PROBLEM A –
Answer these questions using the obituary of Joan Fargey below:
(i) Where was Joan born, and where did she die?
(ii) What career did she take up after leaving work as a secretary?
(iii) In which town was Mike born?
PROBLEM B –
For each statement, say yes or no according to the obituary of Joan Fargey below, and quote the words that decide it.
(i) Joan and Jack first met at a community event while both were in high school.
(ii) Flatwater paddling became Joan's passion after she started working.
(iii) Stettler was the family's first stop in Alberta.
PROBLEM C –
Carry on the obituary of Joan Fargey below from the point where it stops.

DOCUMENT SEGMENT –

____

Joan Fargey (Barton) FARGEY

FARGEY

Joan Fargey (Barton)

Jan. 24, 1932 Winnipeg, MB – Feb. 1, 2015, Sidney, BC

Daughter of Carmen Dwight Barton and Elsie Rhoda Fraser.

Joan is survived by sons; Patrick “Pat” Fargey (Karin Smith-Fargey), Michael Fargey, Peter Fargey (Emily Shaw); grandsons, Ben (Lacy Bertrand), Ian Fargey and Ewan “EJ” Fargey; granddaughter, Noelle “Rose”. Niece and nephews; Karen Carter, John (Tracy) Carter, David Carter( Melissa Jennings), Stephen Zaruby(Laura Pierce), Jeff Zaruby (Jennifer Pennington), Dayelle Fargey and Kyle Fargey (Megan Kozminski); brother-in-law, Walter Zaruby and sister-in-law Mona Fargey.

Joan was caring, giving, earnest and sincere to her last breath. Born and raised in Winnipeg, sport and social participation shaped her life. Flatwater paddling became a passion in high school (Daniel MacIntyre) and this continued well beyond. She competed in several National Championships and on occasion, to North American events.

She began a career as a “secretary”, but given that she did not like this, very true to form, she changed directions to become a career X-Ray Technician, and X-Ray Unit “Manager”. She married husband Jack Fargey after a lengthy and long distance relationship, first having met at a community event while both were in high school. Jack was 6 years into the RCMP when they married. Vegreville, AB was their first stop where Pat was born, followed by Mike in Hinton, and Pete in Mayerthorpe. Taber, Bonnyville and Stettler rounded out her family’s residential tour through Alberta.

From her roots in Winnipeg, to these communities, curling became her healthy sporting obsession. To the very end she held this obsession – as a focussed, and quite strategy opinionated, spectator. In each of the communities she lived in, she was a keen participant in the curling scenes found there – whether locally, playdown, or any competitive progress made from there. The many friends that she made through curling were quite like those she made otherwise – life long.

____

SUPPLIED INFORMATION –
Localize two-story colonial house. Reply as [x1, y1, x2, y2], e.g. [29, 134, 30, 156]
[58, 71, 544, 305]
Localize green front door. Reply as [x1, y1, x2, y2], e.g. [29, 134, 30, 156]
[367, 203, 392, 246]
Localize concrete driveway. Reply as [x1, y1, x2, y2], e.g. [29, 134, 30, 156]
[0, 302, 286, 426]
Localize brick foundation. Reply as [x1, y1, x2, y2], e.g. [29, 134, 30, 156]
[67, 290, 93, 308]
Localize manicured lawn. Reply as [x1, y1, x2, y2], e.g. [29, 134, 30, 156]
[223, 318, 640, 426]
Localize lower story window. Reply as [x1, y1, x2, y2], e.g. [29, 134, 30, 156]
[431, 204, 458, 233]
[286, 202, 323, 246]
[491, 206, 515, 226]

____

WRITTEN REPLY A –
(i) She was born in Winnipeg, MB, and died in Sidney, BC.
(ii) She became an X-Ray Technician and X-Ray Unit "Manager."
(iii) Hinton.

WRITTEN REPLY B –
(i) Yes: "first having met at a community event while both were in high school."
(ii) No: "Flatwater paddling became a passion in high school (Daniel MacIntyre)."
(iii) No: "Vegreville, AB was their first stop."

WRITTEN REPLY C –
At any of the stops the family made, she always worked at the local hospital, and did not like the brief stints when she was not. She set the pace at home too – her rhythm was that which the family happily danced with, and to. Her engaging and inclusive personality, healthy curiosity, love of humour, social touch, and essential gentle and generous spirit, was without fail felt by those she passed by and worked or played with. As were the many she stayed in touch with. She always had time to listen, and time for you to share. It was not coincidence that the Fargey place, in whatever town, was a place where lots of kids liked to hang out when her boys were of school age.

And it is certainly very telling of her personality that she took, and even lead, yoga after age 50, set herself up to downhill ski for 8 years after an early retirement at age 60, and then finally sailed on her own to fulfill a lifelong prairie girl desire to live by the sea – at age 75. She was always a committed and contributing member of the United Church in each community she lived in. Always one to finish, she did so, quite literally, to the very end.

Through circumstance, and indeed by disposition, she lived the Serenity Prayer. With one caveat – there was always hope. She will be missed by all those she touched, and would hope to be remembered by sharing in the example of how she chose to live. There will be a service held locally for Joan in the near future.